#### Given records
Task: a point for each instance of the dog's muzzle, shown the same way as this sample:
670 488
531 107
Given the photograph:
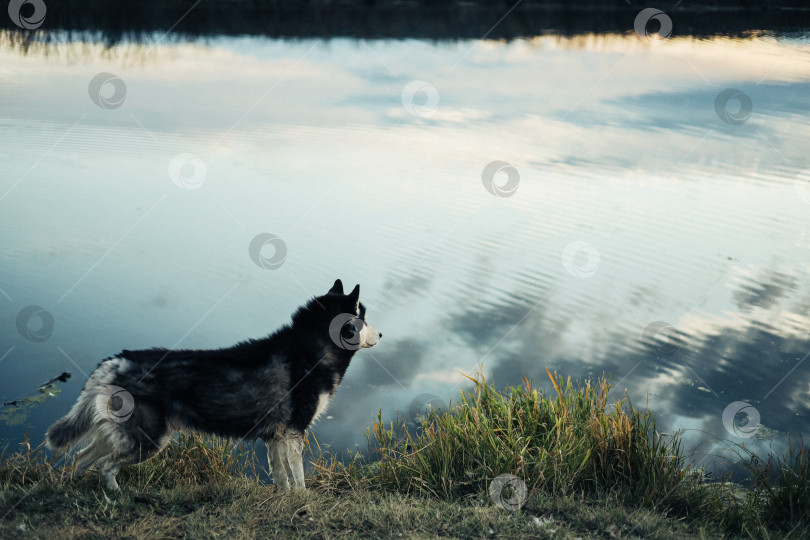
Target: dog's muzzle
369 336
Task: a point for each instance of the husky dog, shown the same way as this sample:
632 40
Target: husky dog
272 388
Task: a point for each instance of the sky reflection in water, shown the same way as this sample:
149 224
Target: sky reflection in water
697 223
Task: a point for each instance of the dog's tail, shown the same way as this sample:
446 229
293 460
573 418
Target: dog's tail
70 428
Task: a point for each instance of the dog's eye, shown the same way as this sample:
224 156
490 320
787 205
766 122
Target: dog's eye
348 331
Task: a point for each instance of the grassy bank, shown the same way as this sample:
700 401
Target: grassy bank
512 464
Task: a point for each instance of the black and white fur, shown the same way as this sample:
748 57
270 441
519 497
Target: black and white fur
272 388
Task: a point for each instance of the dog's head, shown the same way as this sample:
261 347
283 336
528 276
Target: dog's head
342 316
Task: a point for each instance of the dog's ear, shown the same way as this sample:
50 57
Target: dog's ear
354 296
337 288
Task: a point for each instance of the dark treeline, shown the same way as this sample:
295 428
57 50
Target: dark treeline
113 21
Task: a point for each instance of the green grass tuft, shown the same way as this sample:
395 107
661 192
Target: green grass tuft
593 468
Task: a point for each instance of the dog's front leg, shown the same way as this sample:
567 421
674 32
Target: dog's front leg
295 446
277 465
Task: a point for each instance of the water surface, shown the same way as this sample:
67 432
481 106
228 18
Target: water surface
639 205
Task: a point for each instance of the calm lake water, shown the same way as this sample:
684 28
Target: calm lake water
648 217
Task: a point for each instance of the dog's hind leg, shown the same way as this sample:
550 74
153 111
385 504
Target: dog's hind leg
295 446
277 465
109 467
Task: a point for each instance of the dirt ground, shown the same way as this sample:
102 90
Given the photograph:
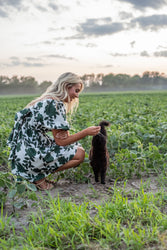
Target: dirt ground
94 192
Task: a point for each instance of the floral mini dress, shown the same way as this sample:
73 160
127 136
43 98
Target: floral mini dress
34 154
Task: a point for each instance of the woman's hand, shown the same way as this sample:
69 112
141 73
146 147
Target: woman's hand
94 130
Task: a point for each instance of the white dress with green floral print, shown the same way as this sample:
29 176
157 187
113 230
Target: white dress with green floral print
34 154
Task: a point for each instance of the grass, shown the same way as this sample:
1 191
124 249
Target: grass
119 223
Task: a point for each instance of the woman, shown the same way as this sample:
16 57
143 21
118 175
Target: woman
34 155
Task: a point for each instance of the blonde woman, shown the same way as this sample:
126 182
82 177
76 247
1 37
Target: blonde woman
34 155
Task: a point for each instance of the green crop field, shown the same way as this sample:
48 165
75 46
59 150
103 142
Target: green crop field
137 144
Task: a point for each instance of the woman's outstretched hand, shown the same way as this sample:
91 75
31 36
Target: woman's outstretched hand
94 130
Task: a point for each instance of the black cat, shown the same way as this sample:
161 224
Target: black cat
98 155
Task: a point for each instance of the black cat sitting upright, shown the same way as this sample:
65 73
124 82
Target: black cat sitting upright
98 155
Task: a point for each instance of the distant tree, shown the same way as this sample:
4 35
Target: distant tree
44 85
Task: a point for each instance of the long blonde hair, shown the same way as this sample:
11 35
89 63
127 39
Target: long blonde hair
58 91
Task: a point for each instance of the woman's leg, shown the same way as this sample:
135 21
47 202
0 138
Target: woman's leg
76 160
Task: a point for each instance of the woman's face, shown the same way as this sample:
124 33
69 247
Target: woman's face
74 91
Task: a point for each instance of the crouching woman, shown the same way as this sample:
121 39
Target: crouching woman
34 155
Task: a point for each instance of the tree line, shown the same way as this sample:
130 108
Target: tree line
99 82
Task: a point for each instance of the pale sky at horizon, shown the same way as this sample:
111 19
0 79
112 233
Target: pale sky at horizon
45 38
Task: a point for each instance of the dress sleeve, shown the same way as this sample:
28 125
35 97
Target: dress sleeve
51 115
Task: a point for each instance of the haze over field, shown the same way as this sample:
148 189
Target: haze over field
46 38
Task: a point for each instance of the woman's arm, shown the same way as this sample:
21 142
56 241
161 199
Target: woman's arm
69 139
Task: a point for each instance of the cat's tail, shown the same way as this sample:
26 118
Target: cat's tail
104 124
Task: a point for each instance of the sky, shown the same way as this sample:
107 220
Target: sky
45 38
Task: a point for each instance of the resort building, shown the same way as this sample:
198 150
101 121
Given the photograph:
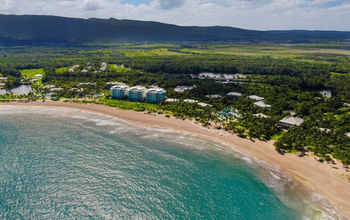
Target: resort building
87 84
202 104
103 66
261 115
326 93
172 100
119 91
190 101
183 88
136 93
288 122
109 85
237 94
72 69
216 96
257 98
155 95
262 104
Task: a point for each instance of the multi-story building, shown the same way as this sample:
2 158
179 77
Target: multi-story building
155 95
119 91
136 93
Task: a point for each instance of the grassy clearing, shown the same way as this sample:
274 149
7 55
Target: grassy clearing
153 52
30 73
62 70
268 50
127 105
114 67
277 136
########
Rewrite all of the items above with "sample" changed to "pattern" everywhere and everything else left as it is. Leave the pictures out.

Task: a point for each instance of the dog's muzzle, shown the same way as this pattern:
670 488
531 107
Given the photograph:
Target: dog's muzzle
369 336
Task: a point for each instance of the husky dog, shown the same way as this pattern:
632 40
Target: husky dog
272 388
Task: a point for each instance of the sky reflection in water, shown the same way as this pattern:
149 224
Target: sky reflection in water
697 223
Task: a point for each instance of the dog's tail, shown the same way as this pattern:
446 229
293 460
573 418
Target: dog's tail
70 428
Task: a point for each instance of the dog's eye, shown the same way as this pattern:
224 156
490 320
787 205
766 122
Target: dog's eye
348 331
Task: a point for each instance of the grassy bank, shown the same way as this pattern:
700 401
Target: grassy bank
512 464
Task: a point for each instance of the black and white fur, shown the same way as this pattern:
748 57
270 441
519 497
Target: black and white fur
272 388
Task: a point for each instance of the dog's head, shown the same way as this pattern:
261 347
283 336
528 276
Target: dog's head
342 316
Task: a point for each instance of the dog's ear, shown the same way as this pattern:
50 57
Target: dog's ear
354 296
337 288
Task: a point for each instance of the dark treeline, shown the same way as this pattern:
295 428
57 50
Target: dark treeline
113 21
Task: a point for each instance of the green grass tuft, shown the same way as this pattern:
395 107
661 192
Target: green grass tuft
593 468
Task: a point for each instance of the dog's front leg, shown the same way as this pattern:
567 421
674 32
Target: dog's front leg
295 446
277 465
Task: a point for each instance of the water surface, shown the same way as this pattern:
67 432
481 106
228 18
Target: water surface
639 205
Task: a point for each instance of the calm lake water, shown the same way as this pattern:
684 28
Target: calm lake water
648 217
Task: a point for each instance of the dog's hind leg, shown the same way as this pattern:
550 74
153 111
385 504
Target: dog's hind leg
295 446
277 465
109 467
Task: a point for each instance of the dirt ground, shown the same way as this pattern:
102 90
Given the photograph:
Target: dirt ground
94 192
Task: a point for each instance of the floral mini dress, shown the same way as this pattern:
73 160
127 136
43 98
Target: floral mini dress
34 154
Task: a point for each instance of the woman's hand, shown the same way as this pattern:
69 112
141 73
146 147
Target: woman's hand
94 130
Task: a point for each instance of the white dress with green floral print, shown the same way as this pattern:
29 176
157 187
113 230
Target: white dress with green floral print
34 154
Task: a point for each instance of the grass, shown the same way as this pattern:
1 191
124 249
Target: grass
119 223
Task: a point for each instance of the woman, shown the same way as this pattern:
16 57
143 21
118 175
Target: woman
34 155
Task: a point for each instance of the blonde woman, shown the same way as this pattern:
126 182
82 177
76 247
1 37
Target: blonde woman
34 155
Task: a point for each instance of the green crop field, shown the same way as this pattern:
48 165
75 46
59 150
103 142
Target: green crop field
137 144
Task: a point for each instance of the woman's outstretched hand, shown the same way as this pattern:
91 75
31 36
Target: woman's outstretched hand
94 130
Task: a point for each instance of the black cat, shown the same way as this pattern:
161 224
Target: black cat
98 155
Task: a point for each instance of the black cat sitting upright, shown the same way as this pattern:
65 73
124 82
Target: black cat sitting upright
98 155
Task: a point for each instance of the distant tree, shown the same way as this pattern:
4 35
Target: distant tree
44 85
Task: a point for each instance of the long blonde hair, shown the same way as this pattern:
11 35
89 63
127 39
Target: long blonde hair
58 91
Task: a point for each instance of the woman's leg, shown the same way as this pattern:
135 21
47 202
0 138
Target: woman's leg
76 160
Task: a point for each instance of the woman's face, shown the same way as this pattern:
124 33
69 247
Target: woman's face
74 91
Task: a point for each instance of the crouching woman, shown the same way as this pattern:
121 39
Target: crouching woman
34 155
Task: a point for each instance of the tree line, shown the same way as this pattern:
130 108
Target: tree line
99 82
Task: a point for each instance of the pale sky at horizon, shown the same way as this pattern:
111 19
0 79
112 233
Target: pale sky at horizon
45 38
Task: a point for each instance of the dress sleeve, shown the same way as this pattern:
28 125
35 97
Target: dress sleeve
51 115
Task: a point for each instance of the haze over field, shown the same way as this pattern:
148 189
Target: haze over field
46 38
Task: a point for each instance of the woman's arm, shown the same way as this pattern:
21 142
56 241
161 199
Target: woman's arm
69 139
Task: a point for each instance of the cat's tail, shown the same way as this pattern:
26 118
Target: cat's tail
104 124
Task: a point for each instance of the sky, shown the same way as this pattern:
107 220
Target: sky
45 38
Task: a point for each instance of the resort building, shown the same way as this pattern:
198 150
101 121
Given the photograph:
Target: resort building
87 84
202 104
103 66
261 115
326 93
172 100
119 91
190 101
183 88
136 93
288 122
109 85
237 94
72 69
216 96
257 98
155 95
262 104
Task: a point for each instance of the multi-story building, shown the same way as this pattern:
2 158
179 77
Target: multi-story building
155 95
119 91
136 93
Task: a point for each instance of the grassy clearing, shown the same way as this pattern:
274 149
7 55
Target: grassy clearing
153 52
30 73
62 70
268 50
127 105
114 67
277 136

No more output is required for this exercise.